(The problem) Pull out every line in the listing below that contains the string "branch". Treat uppercase and lowercase as different.

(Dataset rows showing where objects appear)
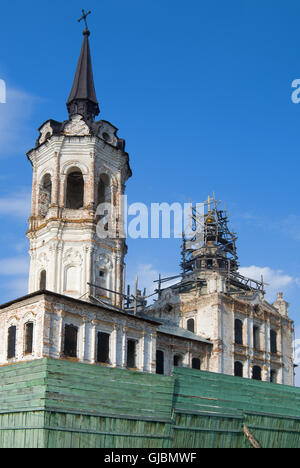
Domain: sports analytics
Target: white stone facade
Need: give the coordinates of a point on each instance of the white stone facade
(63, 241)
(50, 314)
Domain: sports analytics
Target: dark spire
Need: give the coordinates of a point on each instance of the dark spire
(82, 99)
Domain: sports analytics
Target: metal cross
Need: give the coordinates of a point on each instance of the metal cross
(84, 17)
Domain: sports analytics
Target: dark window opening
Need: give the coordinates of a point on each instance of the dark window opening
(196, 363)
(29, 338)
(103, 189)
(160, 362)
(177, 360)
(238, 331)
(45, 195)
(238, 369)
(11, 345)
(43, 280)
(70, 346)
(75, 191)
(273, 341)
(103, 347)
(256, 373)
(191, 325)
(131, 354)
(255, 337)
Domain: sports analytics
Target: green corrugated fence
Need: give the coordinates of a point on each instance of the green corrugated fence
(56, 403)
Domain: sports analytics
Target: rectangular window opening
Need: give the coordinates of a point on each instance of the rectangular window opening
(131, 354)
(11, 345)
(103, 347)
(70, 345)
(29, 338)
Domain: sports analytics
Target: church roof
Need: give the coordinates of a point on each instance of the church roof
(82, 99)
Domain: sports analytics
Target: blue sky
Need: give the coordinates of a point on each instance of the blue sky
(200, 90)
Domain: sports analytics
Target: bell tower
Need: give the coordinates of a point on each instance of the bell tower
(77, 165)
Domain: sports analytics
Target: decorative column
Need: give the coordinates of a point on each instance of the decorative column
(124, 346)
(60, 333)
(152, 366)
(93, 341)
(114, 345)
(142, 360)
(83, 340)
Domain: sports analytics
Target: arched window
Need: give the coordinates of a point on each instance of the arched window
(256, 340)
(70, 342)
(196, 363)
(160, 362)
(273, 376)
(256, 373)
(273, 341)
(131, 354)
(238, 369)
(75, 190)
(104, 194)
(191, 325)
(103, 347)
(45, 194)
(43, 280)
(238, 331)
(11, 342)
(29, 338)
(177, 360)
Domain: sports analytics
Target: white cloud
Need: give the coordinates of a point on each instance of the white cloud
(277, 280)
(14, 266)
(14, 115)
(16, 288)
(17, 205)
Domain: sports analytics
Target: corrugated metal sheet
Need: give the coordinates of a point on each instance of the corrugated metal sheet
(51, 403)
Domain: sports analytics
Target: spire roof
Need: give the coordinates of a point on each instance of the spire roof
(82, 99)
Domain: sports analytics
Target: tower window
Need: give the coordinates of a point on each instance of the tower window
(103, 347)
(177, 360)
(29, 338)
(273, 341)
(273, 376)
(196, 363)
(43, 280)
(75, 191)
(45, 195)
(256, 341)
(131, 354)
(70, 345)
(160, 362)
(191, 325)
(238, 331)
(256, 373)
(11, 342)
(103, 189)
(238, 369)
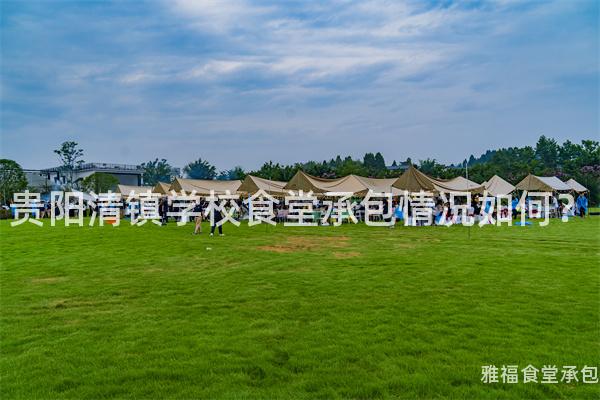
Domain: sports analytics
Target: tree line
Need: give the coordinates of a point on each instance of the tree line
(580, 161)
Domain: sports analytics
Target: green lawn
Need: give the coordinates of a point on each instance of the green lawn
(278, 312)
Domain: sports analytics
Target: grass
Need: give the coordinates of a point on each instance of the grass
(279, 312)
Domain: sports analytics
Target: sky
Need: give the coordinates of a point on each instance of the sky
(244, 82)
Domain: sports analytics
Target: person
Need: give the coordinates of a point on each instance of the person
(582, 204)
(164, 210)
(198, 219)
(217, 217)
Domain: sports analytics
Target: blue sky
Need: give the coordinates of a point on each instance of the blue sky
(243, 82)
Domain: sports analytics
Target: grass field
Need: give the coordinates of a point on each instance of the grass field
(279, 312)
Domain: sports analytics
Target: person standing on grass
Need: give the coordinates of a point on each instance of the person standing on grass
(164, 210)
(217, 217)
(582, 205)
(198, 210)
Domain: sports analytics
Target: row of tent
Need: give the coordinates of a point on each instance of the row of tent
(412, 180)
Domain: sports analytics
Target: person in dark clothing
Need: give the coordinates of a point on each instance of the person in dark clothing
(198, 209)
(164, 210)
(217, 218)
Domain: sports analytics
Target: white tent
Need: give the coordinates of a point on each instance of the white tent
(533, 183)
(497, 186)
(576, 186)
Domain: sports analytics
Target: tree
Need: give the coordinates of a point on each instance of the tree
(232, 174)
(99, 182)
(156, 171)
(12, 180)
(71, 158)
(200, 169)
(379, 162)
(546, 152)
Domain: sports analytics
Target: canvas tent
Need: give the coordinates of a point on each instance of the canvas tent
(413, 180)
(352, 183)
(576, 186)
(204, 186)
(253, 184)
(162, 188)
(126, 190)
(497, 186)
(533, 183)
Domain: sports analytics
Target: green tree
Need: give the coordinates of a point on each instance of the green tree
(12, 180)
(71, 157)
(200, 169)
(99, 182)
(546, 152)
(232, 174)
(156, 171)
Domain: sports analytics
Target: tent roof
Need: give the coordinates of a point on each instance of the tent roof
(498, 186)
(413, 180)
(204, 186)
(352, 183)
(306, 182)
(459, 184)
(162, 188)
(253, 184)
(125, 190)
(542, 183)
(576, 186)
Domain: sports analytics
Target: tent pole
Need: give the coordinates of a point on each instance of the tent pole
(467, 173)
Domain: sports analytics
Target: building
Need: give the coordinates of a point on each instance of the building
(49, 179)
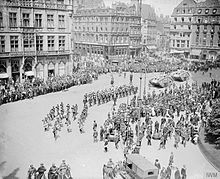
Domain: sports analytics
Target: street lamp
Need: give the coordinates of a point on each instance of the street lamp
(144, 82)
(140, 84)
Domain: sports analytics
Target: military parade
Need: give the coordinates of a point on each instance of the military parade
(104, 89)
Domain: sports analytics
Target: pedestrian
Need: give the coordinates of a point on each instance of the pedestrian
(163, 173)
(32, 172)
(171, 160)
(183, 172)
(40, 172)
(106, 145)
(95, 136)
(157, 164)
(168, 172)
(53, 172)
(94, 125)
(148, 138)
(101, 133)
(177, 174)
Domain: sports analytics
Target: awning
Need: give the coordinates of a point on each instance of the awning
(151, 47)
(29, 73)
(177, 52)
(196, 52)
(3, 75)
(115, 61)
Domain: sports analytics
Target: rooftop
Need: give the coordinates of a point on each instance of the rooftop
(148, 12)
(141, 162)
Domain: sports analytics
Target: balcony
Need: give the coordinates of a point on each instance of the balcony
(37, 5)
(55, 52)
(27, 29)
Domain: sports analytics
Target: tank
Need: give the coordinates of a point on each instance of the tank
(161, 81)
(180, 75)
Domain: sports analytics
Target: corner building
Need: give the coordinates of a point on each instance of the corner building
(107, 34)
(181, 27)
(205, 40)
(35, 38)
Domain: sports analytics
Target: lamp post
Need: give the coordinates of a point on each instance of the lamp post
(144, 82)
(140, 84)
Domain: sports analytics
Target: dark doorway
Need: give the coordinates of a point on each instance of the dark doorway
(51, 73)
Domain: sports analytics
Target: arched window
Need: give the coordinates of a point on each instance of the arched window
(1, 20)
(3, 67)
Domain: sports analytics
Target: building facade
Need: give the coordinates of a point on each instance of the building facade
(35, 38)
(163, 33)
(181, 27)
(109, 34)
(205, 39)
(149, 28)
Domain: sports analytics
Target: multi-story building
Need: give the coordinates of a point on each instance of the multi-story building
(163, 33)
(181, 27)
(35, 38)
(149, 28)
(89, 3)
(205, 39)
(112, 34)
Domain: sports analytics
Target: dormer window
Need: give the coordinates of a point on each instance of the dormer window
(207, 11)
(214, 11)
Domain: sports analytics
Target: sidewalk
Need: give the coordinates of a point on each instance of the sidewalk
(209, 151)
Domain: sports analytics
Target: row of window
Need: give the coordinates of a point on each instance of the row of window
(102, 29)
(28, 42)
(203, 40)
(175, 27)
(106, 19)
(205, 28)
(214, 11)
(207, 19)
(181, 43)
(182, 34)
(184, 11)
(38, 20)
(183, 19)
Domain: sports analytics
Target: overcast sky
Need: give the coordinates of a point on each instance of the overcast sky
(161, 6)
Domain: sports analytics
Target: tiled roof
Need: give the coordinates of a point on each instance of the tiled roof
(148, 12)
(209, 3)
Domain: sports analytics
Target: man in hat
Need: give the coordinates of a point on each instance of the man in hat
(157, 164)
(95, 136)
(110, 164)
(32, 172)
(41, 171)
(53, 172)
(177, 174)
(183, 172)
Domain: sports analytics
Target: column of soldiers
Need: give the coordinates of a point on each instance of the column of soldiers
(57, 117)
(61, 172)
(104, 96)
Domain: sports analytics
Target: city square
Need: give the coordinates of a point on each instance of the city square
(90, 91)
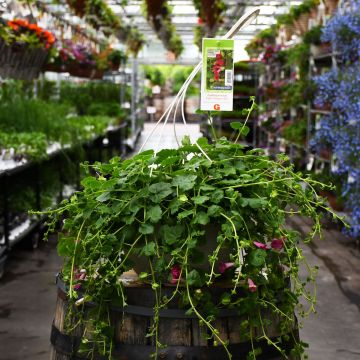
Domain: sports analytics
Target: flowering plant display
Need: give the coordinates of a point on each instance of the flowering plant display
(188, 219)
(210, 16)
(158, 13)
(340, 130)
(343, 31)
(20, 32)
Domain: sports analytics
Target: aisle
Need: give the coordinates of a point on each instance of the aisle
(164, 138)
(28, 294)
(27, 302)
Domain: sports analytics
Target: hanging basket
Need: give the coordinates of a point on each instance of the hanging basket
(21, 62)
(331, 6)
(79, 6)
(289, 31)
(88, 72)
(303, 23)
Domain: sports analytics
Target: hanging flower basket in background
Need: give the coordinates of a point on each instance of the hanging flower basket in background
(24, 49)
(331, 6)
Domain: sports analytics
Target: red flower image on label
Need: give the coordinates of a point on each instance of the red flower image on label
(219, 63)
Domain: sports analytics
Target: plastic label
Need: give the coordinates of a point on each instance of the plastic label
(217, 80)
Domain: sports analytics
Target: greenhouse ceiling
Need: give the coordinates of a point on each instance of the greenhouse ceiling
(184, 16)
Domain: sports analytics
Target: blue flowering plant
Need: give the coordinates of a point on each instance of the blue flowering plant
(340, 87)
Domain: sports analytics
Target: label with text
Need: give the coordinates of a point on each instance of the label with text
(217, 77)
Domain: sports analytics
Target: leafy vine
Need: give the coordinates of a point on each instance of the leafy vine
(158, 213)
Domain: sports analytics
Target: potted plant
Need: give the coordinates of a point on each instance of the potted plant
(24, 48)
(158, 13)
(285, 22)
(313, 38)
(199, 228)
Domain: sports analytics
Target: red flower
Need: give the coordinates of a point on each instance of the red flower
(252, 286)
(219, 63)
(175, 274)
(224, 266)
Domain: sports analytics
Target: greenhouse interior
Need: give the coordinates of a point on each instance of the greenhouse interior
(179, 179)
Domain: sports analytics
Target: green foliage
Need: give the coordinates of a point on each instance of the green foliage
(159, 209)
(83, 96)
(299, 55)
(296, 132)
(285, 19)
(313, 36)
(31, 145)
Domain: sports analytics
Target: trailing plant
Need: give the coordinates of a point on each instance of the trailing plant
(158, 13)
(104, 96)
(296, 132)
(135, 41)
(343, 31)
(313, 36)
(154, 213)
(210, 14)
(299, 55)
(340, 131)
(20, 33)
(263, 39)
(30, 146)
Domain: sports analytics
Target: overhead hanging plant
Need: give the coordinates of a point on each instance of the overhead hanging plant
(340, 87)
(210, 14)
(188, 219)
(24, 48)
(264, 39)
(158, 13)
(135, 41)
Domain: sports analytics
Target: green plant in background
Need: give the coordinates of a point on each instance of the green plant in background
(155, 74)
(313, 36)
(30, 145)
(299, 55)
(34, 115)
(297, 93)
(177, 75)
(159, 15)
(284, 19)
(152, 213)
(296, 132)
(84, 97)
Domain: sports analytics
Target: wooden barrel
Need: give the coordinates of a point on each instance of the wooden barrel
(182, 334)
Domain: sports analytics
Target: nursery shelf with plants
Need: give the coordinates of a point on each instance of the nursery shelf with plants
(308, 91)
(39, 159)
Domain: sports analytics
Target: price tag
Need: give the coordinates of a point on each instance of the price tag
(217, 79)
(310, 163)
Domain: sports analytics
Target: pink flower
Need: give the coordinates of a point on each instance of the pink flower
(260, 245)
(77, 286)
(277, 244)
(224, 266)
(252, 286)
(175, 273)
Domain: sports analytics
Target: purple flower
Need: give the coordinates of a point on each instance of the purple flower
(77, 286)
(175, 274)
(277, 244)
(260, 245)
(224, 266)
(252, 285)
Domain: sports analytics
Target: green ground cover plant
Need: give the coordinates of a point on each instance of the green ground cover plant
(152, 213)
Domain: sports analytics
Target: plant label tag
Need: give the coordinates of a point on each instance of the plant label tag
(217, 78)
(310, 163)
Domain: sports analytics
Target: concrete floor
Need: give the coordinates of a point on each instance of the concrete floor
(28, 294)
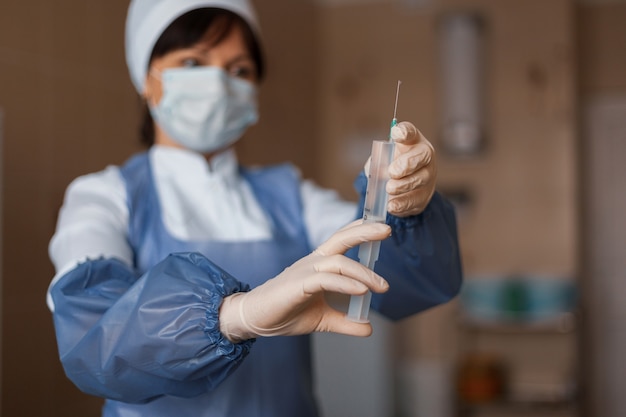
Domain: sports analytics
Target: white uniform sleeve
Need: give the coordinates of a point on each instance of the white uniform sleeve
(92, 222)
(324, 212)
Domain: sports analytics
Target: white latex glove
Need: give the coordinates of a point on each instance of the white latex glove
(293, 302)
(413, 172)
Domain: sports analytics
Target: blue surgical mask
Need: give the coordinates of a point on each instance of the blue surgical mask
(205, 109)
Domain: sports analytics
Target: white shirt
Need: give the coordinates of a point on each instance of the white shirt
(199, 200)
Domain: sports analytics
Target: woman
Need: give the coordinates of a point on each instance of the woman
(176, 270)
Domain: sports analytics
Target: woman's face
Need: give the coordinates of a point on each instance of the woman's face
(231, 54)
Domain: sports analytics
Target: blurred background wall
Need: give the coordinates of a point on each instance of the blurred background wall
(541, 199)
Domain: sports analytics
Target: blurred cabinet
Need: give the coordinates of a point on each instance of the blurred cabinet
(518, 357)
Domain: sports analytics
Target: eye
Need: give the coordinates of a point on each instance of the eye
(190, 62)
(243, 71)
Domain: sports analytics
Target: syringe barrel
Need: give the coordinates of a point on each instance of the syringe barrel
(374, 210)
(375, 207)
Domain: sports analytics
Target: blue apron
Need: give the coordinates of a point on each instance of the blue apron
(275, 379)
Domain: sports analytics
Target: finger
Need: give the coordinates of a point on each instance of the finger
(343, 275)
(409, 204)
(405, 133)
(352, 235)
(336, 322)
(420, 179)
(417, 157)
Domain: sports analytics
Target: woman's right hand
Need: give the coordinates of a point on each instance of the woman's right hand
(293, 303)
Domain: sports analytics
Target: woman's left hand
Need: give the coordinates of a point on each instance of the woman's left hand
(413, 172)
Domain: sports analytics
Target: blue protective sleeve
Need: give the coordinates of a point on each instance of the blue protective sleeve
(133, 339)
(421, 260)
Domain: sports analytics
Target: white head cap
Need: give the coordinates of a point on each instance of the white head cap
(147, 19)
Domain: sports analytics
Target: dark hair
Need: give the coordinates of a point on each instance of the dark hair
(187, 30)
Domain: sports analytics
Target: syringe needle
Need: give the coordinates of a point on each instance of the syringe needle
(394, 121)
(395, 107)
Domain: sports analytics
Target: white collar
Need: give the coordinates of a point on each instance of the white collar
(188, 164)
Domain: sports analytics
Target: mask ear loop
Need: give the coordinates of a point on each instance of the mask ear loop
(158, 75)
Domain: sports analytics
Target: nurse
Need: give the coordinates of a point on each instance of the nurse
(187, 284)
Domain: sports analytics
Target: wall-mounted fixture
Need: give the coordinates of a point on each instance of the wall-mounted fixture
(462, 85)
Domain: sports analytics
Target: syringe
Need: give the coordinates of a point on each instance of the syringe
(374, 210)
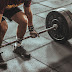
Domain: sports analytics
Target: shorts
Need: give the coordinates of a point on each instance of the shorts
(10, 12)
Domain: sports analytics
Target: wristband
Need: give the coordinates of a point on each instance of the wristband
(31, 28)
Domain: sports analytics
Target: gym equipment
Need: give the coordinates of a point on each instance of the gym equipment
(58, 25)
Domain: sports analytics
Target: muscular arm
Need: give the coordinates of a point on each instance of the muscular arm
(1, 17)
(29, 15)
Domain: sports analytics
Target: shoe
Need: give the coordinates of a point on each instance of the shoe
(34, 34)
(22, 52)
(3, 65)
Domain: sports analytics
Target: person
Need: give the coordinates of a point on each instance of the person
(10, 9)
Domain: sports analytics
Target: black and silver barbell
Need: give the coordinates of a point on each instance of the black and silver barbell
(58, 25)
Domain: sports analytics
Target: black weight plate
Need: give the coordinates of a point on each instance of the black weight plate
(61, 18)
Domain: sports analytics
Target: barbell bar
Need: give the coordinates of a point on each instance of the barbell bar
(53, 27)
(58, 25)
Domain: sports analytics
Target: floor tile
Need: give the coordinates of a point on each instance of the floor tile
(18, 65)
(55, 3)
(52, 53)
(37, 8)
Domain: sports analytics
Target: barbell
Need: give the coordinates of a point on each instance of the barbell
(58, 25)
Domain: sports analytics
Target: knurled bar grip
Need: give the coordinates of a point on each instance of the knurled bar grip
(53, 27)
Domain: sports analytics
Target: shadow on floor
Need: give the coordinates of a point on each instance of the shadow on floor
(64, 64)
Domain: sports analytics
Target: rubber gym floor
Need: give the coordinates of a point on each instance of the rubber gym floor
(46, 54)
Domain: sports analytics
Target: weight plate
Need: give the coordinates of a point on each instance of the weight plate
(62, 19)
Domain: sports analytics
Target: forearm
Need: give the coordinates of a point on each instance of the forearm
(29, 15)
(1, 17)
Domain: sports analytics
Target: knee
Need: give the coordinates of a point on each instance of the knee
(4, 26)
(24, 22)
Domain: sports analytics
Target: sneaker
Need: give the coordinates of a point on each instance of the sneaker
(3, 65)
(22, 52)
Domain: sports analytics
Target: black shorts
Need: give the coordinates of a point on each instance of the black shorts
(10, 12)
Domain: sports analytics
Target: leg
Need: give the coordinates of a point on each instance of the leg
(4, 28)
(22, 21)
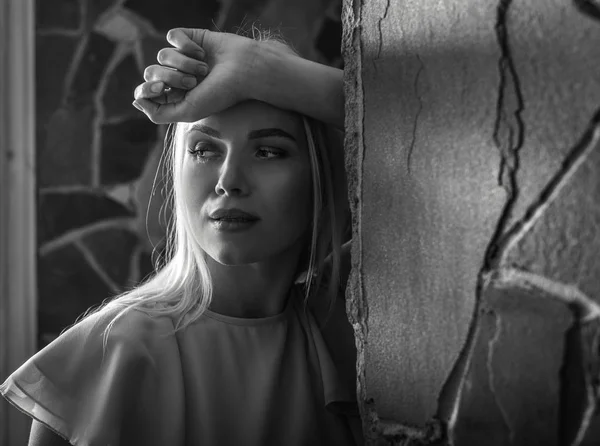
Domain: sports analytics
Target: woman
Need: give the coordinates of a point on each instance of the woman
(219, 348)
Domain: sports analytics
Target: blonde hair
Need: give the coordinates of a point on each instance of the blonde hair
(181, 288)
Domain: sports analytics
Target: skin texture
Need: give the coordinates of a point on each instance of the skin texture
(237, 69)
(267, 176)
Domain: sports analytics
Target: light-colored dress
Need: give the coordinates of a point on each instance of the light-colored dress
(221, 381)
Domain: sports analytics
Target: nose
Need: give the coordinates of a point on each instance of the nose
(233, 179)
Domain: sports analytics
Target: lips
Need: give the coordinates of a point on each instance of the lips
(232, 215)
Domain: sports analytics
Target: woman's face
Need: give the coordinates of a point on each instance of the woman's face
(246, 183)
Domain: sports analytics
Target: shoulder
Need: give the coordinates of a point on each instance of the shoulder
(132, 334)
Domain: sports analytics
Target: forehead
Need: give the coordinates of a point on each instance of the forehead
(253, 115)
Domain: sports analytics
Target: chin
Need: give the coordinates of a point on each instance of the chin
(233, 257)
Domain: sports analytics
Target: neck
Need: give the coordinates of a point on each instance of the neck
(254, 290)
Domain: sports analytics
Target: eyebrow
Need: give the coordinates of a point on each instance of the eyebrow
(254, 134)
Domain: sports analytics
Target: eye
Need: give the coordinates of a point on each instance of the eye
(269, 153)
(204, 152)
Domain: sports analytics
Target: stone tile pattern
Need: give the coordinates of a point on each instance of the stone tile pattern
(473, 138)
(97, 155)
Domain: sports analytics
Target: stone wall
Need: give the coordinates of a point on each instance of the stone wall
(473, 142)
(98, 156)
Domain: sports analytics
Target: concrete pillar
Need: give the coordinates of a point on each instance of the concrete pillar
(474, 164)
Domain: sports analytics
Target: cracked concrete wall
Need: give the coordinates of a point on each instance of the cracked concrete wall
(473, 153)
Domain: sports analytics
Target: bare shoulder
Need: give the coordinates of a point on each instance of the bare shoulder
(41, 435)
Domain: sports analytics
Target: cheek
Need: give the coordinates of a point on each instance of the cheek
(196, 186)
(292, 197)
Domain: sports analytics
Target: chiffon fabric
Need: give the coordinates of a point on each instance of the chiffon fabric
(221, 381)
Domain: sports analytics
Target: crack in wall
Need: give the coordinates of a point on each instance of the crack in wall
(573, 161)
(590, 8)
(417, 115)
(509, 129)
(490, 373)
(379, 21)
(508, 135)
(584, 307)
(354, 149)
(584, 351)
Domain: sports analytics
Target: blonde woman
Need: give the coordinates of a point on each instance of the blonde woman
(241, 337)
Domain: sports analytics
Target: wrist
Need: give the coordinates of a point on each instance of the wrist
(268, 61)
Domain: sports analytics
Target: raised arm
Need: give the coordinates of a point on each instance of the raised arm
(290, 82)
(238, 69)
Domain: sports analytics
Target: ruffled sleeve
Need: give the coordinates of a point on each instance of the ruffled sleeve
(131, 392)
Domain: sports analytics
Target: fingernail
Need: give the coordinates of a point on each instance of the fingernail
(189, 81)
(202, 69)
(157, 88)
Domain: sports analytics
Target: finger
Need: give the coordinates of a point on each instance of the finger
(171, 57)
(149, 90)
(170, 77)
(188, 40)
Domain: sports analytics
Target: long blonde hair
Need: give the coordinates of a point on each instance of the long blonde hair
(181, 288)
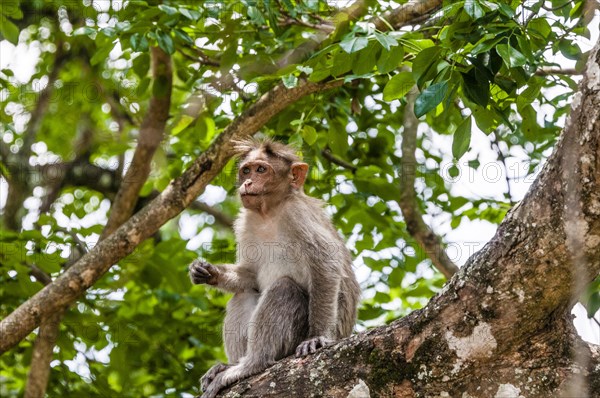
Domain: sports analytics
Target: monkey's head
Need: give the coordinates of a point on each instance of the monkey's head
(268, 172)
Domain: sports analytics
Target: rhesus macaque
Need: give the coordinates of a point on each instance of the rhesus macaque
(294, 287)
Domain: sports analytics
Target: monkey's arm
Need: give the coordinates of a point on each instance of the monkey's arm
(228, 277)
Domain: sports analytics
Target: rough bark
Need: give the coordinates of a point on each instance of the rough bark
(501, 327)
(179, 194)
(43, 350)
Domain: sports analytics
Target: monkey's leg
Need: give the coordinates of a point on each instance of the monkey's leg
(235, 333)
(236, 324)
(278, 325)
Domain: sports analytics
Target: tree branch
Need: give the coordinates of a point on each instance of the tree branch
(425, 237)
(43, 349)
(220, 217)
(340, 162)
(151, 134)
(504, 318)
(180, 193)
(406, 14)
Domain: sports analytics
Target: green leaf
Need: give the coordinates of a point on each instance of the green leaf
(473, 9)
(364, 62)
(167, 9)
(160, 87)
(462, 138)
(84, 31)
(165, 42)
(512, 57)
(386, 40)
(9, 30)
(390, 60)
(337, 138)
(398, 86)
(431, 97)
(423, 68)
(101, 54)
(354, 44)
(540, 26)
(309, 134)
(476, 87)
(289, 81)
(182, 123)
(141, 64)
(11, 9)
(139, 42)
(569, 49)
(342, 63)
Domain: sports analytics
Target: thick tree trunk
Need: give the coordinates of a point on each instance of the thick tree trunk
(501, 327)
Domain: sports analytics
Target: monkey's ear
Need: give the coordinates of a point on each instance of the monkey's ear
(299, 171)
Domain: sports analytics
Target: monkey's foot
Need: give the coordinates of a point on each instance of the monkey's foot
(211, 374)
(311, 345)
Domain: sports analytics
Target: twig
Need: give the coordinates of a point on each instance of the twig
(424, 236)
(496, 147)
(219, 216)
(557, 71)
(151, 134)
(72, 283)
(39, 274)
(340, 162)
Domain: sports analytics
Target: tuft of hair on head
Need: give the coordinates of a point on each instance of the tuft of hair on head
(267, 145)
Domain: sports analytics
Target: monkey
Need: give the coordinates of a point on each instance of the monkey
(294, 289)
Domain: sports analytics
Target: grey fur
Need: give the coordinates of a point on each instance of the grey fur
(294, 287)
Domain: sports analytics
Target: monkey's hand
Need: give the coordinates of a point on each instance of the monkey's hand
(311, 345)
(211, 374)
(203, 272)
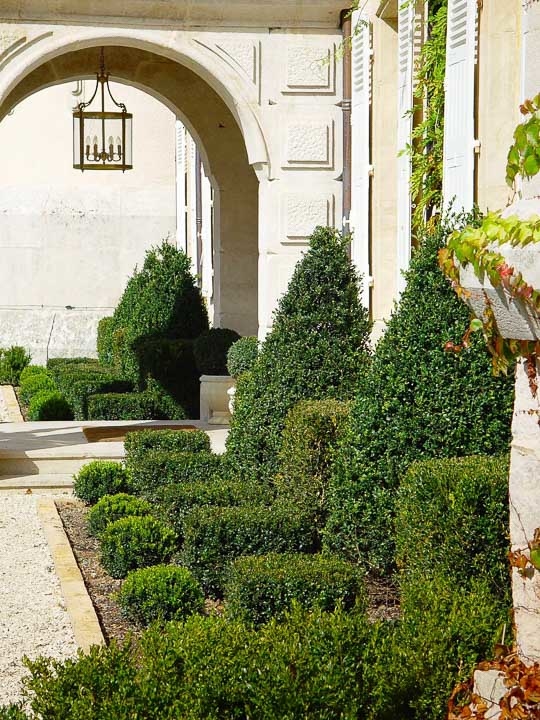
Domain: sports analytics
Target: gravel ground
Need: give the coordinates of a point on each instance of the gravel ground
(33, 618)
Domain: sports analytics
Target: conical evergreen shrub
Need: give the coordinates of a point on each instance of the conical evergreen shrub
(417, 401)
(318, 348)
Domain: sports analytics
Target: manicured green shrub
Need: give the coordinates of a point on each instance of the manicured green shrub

(Exercise solution)
Target: tree branch
Need: give the coordinates of a point on each instance of the tree branch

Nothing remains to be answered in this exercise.